Spatial localization data:
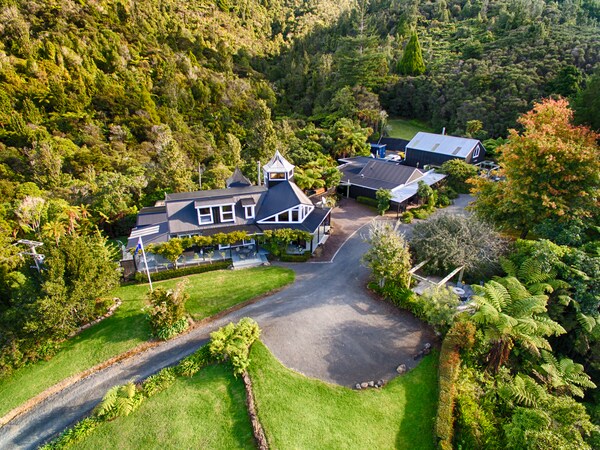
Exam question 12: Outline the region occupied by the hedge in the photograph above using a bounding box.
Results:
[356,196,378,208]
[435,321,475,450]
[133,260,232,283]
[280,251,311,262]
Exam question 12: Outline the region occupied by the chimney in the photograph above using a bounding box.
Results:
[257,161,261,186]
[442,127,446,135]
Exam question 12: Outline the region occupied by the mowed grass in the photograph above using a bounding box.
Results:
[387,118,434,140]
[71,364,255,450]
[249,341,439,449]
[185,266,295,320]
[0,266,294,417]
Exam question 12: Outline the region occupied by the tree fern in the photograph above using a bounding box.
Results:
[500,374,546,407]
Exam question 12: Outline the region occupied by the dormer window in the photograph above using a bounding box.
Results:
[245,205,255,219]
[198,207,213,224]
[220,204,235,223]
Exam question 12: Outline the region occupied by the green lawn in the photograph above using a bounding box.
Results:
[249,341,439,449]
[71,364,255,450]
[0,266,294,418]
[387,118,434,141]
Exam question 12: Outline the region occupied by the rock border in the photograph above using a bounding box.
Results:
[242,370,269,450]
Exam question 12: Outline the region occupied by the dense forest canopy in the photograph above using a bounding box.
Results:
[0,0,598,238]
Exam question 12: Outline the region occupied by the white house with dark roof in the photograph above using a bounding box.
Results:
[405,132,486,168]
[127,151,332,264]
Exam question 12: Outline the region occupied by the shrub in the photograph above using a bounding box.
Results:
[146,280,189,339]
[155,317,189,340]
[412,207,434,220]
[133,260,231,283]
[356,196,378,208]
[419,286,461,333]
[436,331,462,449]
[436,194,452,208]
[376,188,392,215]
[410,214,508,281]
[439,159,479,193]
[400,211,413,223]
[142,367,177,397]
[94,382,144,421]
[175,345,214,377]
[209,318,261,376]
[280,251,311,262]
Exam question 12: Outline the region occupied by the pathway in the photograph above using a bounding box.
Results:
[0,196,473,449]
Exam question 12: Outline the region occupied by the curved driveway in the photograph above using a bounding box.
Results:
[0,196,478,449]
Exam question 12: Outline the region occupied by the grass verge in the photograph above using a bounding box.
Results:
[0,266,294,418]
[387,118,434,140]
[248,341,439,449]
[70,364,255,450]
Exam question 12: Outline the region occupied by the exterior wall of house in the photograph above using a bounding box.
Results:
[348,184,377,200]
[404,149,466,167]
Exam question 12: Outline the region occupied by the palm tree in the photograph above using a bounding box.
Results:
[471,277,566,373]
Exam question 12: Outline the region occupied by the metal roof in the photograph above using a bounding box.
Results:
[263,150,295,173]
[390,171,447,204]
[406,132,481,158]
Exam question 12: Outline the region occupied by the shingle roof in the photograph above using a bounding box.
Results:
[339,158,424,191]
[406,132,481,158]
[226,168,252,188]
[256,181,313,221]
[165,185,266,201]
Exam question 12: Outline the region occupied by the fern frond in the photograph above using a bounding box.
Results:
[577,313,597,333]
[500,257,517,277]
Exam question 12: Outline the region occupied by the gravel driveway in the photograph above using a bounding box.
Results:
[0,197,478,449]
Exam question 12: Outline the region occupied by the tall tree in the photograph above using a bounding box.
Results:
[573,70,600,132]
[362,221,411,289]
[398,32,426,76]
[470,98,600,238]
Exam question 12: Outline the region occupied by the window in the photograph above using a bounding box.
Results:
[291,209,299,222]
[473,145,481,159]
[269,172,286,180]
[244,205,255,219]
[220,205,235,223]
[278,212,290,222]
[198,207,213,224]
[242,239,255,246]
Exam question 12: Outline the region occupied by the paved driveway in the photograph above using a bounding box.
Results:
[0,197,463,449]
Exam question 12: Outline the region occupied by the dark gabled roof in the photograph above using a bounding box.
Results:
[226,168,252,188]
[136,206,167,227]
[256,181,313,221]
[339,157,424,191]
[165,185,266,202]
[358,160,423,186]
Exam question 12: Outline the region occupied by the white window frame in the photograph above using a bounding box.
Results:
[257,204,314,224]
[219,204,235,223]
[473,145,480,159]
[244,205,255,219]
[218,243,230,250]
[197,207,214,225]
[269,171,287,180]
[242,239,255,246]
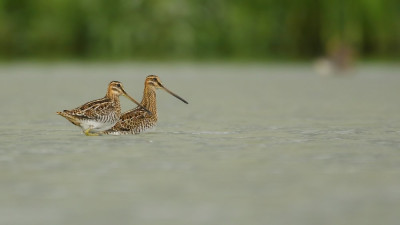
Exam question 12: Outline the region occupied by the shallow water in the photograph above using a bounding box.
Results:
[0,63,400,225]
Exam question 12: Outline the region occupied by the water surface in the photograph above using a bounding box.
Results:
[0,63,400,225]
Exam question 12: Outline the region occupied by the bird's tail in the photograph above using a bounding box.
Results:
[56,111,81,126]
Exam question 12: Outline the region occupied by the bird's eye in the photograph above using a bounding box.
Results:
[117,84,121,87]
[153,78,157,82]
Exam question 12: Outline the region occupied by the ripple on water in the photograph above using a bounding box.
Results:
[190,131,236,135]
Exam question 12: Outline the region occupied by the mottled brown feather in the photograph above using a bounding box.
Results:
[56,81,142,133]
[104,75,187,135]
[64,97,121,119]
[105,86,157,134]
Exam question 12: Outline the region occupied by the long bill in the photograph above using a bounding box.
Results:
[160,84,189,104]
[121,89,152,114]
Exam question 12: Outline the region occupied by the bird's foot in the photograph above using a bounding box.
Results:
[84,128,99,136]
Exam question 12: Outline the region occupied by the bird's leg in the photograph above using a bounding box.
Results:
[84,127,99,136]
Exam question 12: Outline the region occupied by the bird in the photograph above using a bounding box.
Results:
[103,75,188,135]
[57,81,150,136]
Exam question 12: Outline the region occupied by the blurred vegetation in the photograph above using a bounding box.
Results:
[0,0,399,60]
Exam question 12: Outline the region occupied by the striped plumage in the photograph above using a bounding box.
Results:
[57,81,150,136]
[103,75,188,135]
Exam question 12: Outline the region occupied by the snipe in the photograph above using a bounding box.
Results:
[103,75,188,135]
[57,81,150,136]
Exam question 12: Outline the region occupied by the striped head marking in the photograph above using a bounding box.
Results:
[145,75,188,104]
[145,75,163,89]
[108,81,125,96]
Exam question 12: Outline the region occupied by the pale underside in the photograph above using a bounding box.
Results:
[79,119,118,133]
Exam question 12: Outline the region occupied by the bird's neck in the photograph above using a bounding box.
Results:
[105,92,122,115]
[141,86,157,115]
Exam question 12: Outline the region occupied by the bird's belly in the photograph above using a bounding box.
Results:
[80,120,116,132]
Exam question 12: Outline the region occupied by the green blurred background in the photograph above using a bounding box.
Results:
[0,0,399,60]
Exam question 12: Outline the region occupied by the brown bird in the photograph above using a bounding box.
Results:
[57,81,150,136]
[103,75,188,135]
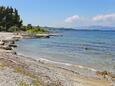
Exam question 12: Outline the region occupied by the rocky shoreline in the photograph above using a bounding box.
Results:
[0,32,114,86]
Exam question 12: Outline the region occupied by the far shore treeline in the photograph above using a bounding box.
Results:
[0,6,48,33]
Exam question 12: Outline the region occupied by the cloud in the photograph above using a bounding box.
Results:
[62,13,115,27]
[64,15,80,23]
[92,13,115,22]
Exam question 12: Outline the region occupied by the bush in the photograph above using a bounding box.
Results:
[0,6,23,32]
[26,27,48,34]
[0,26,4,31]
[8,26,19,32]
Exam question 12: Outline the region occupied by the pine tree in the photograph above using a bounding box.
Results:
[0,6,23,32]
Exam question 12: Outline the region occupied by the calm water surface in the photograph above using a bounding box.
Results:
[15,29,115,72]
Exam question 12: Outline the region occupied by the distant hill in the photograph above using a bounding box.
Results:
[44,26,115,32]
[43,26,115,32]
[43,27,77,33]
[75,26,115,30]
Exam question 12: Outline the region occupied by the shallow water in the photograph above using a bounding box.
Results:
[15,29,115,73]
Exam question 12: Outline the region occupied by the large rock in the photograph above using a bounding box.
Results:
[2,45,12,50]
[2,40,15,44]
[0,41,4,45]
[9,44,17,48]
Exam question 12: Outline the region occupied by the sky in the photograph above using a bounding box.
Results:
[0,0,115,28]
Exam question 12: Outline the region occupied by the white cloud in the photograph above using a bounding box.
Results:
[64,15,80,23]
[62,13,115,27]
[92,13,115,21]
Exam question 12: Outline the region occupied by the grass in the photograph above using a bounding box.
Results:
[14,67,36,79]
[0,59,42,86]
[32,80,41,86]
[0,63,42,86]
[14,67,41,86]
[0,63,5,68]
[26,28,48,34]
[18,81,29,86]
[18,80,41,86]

What to produce: Your answer must be one number: how many lines of the data contain "white".

Exercise result: 3